A radically different approach to positioning code in memory is to introduce support into the computer's hardware that will translate any address reference made by the process (the logical address) into its actual location in physical memory (the physical address, or real address). This translation is done as the program executes. A memory management unit, or MMU, is responsible for performing this real-time, on-demand translation between logical and physical addresses.

Relocatable addressing

Figure 3. Base & limit addressing

A direct approach to a hardware solution is to offset each memory reference by a base address — a constant value that represents the starting memory location into which the program was loaded. Now a program can assume that it starts at location 0 (or some other known location). When the operating system loads it into some other region of memory, say location 20000, the operating system would load the base register of the memory management unit with the value 0f 20000. When the program references location 1533, the memory management unit will add the base register to the reference, resulting in a reference to a real memory address of 21533 (20000+1533). To ensure that the program does not access memory outside its range, a test for a limit can be added. This is the total amount of memory that is allocated to the process. If the logical address exceeds this limit, then the memory management unit will generate a trap.

Multiple fixed partitions

Figure 4. Multiple Fixed Partitions

Getting back to the issue of loading multiple processes into memory at the same time, we can divide memory into multiple fixed partitions (segments). The partitions could be of varying sizes and they would be defined by the system administrator when the system starts up. This was the approach used in IBM System/360's OS/MFT. A new program gets placed on a queue for the smallest partition that can hold it. Any unused space within a partition remains unused. This is internal fragmentation.

- Supplied entries:
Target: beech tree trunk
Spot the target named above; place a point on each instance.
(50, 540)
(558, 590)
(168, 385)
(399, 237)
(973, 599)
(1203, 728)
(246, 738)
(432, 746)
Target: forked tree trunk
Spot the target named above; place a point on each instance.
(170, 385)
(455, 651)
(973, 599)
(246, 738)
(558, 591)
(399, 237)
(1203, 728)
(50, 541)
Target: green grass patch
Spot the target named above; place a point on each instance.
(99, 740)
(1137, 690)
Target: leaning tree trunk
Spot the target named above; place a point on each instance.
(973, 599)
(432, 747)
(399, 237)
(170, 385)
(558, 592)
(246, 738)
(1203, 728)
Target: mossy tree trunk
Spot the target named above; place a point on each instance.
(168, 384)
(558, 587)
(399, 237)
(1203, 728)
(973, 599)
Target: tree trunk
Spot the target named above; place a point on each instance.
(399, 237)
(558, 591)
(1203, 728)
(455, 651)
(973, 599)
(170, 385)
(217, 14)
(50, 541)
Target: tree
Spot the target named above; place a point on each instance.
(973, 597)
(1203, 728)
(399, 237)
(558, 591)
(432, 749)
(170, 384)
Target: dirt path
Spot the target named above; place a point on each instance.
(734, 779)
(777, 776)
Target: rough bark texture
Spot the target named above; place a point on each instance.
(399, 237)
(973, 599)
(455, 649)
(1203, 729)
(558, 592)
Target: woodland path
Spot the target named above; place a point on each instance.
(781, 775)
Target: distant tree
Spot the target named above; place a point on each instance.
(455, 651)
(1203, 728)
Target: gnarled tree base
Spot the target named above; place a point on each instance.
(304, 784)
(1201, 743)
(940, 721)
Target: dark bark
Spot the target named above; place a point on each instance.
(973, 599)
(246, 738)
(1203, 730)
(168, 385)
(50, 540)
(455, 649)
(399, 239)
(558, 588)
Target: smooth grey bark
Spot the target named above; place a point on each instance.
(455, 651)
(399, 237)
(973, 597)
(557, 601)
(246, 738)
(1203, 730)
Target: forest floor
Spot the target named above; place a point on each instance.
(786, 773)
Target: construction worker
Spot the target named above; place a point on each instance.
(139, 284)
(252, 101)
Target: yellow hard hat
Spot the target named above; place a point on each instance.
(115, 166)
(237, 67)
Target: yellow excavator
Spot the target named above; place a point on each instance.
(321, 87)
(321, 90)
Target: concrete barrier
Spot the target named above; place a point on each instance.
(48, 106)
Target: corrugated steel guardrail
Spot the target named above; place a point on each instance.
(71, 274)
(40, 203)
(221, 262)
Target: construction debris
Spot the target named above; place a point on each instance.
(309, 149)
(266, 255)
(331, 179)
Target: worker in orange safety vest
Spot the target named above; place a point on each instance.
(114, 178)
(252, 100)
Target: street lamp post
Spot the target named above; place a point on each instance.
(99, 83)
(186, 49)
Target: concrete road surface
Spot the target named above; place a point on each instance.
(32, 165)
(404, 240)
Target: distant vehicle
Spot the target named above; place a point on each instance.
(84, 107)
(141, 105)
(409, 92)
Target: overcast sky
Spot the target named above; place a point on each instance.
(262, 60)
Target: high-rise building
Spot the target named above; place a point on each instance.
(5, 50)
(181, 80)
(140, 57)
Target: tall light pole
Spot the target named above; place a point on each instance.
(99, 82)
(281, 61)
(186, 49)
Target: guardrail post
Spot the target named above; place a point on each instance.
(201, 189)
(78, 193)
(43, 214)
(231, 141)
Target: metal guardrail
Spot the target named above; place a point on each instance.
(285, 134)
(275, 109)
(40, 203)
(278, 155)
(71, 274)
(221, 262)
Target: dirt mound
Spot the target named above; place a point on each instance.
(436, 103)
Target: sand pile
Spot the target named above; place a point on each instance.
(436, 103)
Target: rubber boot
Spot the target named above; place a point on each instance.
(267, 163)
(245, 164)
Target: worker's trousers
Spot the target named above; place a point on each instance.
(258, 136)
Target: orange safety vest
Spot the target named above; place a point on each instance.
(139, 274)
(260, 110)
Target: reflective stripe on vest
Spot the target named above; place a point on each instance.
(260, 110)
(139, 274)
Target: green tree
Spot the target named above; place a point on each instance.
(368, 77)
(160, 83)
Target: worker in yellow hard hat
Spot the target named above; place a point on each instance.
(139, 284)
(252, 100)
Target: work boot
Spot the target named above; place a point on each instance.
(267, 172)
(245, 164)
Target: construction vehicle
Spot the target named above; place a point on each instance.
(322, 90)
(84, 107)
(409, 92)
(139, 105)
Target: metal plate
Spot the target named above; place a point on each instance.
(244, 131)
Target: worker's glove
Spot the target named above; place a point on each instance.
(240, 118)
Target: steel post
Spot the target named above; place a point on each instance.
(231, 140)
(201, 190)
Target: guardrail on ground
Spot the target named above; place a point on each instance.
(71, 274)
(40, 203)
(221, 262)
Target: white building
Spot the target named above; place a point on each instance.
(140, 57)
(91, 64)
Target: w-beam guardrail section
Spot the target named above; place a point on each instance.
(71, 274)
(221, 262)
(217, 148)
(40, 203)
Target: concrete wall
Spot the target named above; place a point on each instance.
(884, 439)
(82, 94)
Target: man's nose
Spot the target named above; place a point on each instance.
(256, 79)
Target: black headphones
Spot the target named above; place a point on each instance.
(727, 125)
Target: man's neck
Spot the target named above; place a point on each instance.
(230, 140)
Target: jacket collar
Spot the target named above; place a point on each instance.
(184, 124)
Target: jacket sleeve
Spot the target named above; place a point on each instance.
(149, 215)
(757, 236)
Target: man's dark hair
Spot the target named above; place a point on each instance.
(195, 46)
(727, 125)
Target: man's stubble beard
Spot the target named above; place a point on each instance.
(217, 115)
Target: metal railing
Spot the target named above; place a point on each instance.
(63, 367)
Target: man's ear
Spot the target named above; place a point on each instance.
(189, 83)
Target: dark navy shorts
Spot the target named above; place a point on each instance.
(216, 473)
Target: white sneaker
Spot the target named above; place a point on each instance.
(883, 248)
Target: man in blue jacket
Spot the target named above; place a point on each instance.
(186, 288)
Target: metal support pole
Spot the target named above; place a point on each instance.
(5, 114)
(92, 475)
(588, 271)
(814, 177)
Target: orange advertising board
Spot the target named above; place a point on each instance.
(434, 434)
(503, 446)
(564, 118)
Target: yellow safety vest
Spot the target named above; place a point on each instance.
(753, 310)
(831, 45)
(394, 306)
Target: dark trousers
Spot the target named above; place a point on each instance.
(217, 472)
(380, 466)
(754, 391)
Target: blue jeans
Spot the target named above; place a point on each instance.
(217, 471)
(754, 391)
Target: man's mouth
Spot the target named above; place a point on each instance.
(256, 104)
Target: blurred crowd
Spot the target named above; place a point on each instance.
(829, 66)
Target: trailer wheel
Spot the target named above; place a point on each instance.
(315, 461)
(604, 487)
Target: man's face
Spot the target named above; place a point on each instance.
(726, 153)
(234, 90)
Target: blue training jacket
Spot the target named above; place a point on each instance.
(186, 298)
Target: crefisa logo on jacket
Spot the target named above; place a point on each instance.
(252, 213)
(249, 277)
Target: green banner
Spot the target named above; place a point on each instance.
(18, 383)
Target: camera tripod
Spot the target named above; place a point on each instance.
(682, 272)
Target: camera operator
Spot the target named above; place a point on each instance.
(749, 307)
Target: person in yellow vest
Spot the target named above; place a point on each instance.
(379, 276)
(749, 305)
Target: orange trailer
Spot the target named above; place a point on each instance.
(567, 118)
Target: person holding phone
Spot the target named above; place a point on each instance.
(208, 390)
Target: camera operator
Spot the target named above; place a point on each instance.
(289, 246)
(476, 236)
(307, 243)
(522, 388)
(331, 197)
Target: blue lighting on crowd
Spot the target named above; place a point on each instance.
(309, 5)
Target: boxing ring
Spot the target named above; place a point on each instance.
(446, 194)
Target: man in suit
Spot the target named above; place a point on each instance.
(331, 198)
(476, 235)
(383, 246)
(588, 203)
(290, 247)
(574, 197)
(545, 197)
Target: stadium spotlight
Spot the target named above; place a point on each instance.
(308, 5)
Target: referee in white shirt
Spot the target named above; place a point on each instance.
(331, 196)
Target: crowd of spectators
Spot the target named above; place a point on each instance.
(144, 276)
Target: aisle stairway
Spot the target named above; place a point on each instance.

- Tasks and exercises:
A) In the passage on memory addressing, translate this sentence into French: "A new program gets placed on a queue for the smallest partition that can hold it."
B) According to the passage on memory addressing, what does the memory management unit generate when a logical address exceeds the limit?
C) Resume the passage on memory addressing, picking up after its final sentence.

- Answers for the tasks:
A) Un nouveau programme est placé dans la file d'attente de la plus petite partition capable de le contenir.

B) A trap.

C)
If any partitions have no programs to run then the memory in that partition is always wasted. This is called external fragmentation. External fragmentation refers to areas of storage that are not allocated and are therefore unused. A modification of the multiple queue approach is to use a single queue. All incoming jobs go on this queue. When a partition is free, the memory manager searches the entire queue for the biggest job for that available partition. This gives small jobs poor service, a problem that can be partially remedied by defining more small partitions when the partitions are configured. Overall, a system using multiple fixed partitions is simple to implement but does not make good use of memory. It also messes up the scheduler's decision of what processes should run since partitions dictate which processes could be loaded into the system in the first place. Finally, this method of allocation requires knowing just how big the process will get. If there isn't enough room in the partition, then the operating system will have to move the memory contents into a larger partition (if available) or, if no partition is available, then save the partition contents and processor register state onto some temporary storage on the disk and queue the process until a larger partition becomes available.

Variable Partition Multiprogramming

Given that memory is a highly desirable resource, multiple fixed partitions isn't a desirable approach due to internal fragmentation (programs are rarely a perfect match for the partitions they go into, leading to wasted memory) and due to the problem of deciding what partition sizes to create (lots of small partitions? A few small and a few medium sized ones? A couple of big partitions?). An improvement over multiple fixed partitions is variable partition multiprogramming, where partitions are created dynamically as they are needed and to the size needed.

Figure 5. Variable partition multiprogramming

Figure 6. Holes in variable partition multiprogramming

Consider the example in figure 5. As new processes get created, the operating system allocates each process into available memory and is given the exact amount of memory required by the process. As processes exit (figure 6), they create holes: regions of free memory. When new processes get created, the operating system tries to fit a process into an available hole. If a fit is found, it is unlikely that the new process will be the exact same size as the previous one (and it cannot be bigger), so a smaller hole will be left. We can combine the holes (unused memory) by relocating processes down (move process 2 to the top of process 0 and then move process 4 to the top of the relocated process 2). This is known as memory compaction and is usually not done because it takes up too much CPU time.

Growing processes

Many processes typically start off small and grow through their lifetime. The size of the stack may increase as a process allocates more local storage and executes multiple levels of functions. The heap starts off empty and grows as a process requests more memory. If a process is located next to a hole (unused memory), there’s no problem. All the memory manager has to do is adjust the top of that process’ partition (the limit register). If not, we have a problem. The process wants to grow but there is no room. We can only do two things: if there is a big enough hole in memory, then we can relocate the process into that larger hole. If there isn't then processes would have to be swapped out onto the disk to create a hole. If there is no swap space left on the disk and there is no large enough hole, the process will have to be killed.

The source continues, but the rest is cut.